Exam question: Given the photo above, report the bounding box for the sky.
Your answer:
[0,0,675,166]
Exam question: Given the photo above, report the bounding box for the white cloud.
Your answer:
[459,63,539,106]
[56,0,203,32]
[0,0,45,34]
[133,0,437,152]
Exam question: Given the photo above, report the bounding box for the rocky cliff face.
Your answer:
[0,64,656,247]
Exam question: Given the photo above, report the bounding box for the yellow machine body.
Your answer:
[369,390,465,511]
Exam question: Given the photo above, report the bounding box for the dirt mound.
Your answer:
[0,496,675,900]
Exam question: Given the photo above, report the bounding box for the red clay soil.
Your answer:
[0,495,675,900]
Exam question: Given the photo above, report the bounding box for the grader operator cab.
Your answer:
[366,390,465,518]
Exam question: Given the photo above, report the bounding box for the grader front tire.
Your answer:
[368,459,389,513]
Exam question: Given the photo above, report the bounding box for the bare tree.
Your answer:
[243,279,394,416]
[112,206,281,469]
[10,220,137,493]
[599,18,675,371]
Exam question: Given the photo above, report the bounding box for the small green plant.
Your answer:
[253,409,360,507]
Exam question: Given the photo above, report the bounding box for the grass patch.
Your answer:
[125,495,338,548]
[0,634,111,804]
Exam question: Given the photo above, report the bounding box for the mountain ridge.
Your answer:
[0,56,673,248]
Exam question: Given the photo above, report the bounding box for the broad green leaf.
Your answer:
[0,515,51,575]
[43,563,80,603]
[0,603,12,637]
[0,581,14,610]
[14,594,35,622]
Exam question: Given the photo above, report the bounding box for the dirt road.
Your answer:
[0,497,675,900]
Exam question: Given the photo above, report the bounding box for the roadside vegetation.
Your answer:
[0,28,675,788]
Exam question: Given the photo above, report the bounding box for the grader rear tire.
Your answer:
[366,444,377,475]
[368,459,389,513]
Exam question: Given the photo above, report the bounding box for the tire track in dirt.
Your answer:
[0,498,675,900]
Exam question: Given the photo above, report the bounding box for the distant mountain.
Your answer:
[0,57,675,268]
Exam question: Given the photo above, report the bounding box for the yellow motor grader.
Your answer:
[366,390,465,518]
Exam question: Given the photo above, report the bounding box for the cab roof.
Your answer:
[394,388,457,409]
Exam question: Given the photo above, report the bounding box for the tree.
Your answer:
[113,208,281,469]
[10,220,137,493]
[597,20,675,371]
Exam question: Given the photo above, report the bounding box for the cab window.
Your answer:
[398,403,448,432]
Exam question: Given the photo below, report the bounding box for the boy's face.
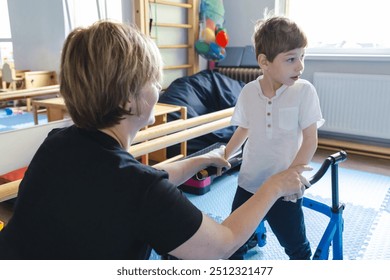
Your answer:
[264,48,305,86]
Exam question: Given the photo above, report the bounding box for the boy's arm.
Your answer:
[225,126,248,159]
[290,123,318,167]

:::::

PROBLEM STATEMENT – Reproduce every one of the lines above, character for character, and omit the pictures.

WRITTEN ANSWER –
Exam question: Given the photo above, report the bounding box for the sky.
Your answer:
[0,0,675,166]
Exam question: Given the photo above, report the bounding box for the white cloud.
Your answer:
[459,63,539,106]
[56,0,203,32]
[0,0,45,34]
[133,0,437,152]
Exam question: Given the photo above, report the bounding box for the rocky cliff face.
Your answer:
[0,64,656,247]
Exam question: Given the photo above, report the bounding box for the yellow machine body.
Your answer:
[369,390,465,511]
Exam question: Given the photo above, report the bounding box for the dirt mound.
Your answer:
[0,496,675,900]
Exam question: Given the photo above, report the bounding box for the red clay soil.
Your answer:
[0,495,675,900]
Exam question: Given the photo above, report the bounding box for the grader operator cab.
Your answer:
[366,390,465,518]
Exam question: Given the photo above, report the bounding box for the grader front tire.
Your answer:
[368,459,389,513]
Exam question: Given the photo above, report the bounding box for the bare tree.
Your answer:
[243,279,394,416]
[112,206,281,469]
[10,220,137,493]
[599,18,675,371]
Exam question: Given the photo above, report the bounding box for the small green plant.
Your answer:
[253,409,360,507]
Exam question: Given the photo above, report the bounding box for the grass patch.
Your answer:
[125,495,338,548]
[0,634,111,804]
Exam question: Given the photo above, report the bounding box for the mountain ridge.
Your answer:
[0,56,673,248]
Exam question: Given the photo above, report the bounding box for the broad green leaf.
Your answer:
[0,515,51,575]
[43,563,80,603]
[0,603,12,637]
[0,581,14,610]
[14,594,35,622]
Exam question: Given the photo above, report the bounding box for the dirt road.
Your answer:
[0,497,675,900]
Exam question: Given the photo above, report the bounding box for the roadside vegetation.
Your answer:
[0,28,675,788]
Exam question: Given the photo above, report the bounding box for the grader rear tire.
Your answer:
[366,444,377,475]
[368,459,389,513]
Exam question: Given the photo above, report the bounding box for the tire track in dirt.
Your answer:
[0,498,675,900]
Exam question: Given the photo above, report the bounding box for the distant mountain.
Your answer:
[0,57,675,268]
Exam question: Given the photo above, report the bounding box for the yellow motor grader.
Your answer:
[366,390,465,518]
Exam question: Given the photo above, report the bounding box for the cab roof.
Your answer:
[394,388,457,409]
Exam question: Given the photo above, report the bounding box for the tree.
Your answer:
[113,208,281,469]
[10,220,137,493]
[597,20,675,371]
Exam question: Given the photo above, report the bounding box for the cab window.
Your answer:
[398,403,448,432]
Exam question: Given the photo below, report the bounding box for the boy's face.
Your answer:
[264,48,305,86]
Exam question: Given the photo above, report the bounding box for the boy's arm.
Your answer:
[225,126,248,159]
[290,123,318,167]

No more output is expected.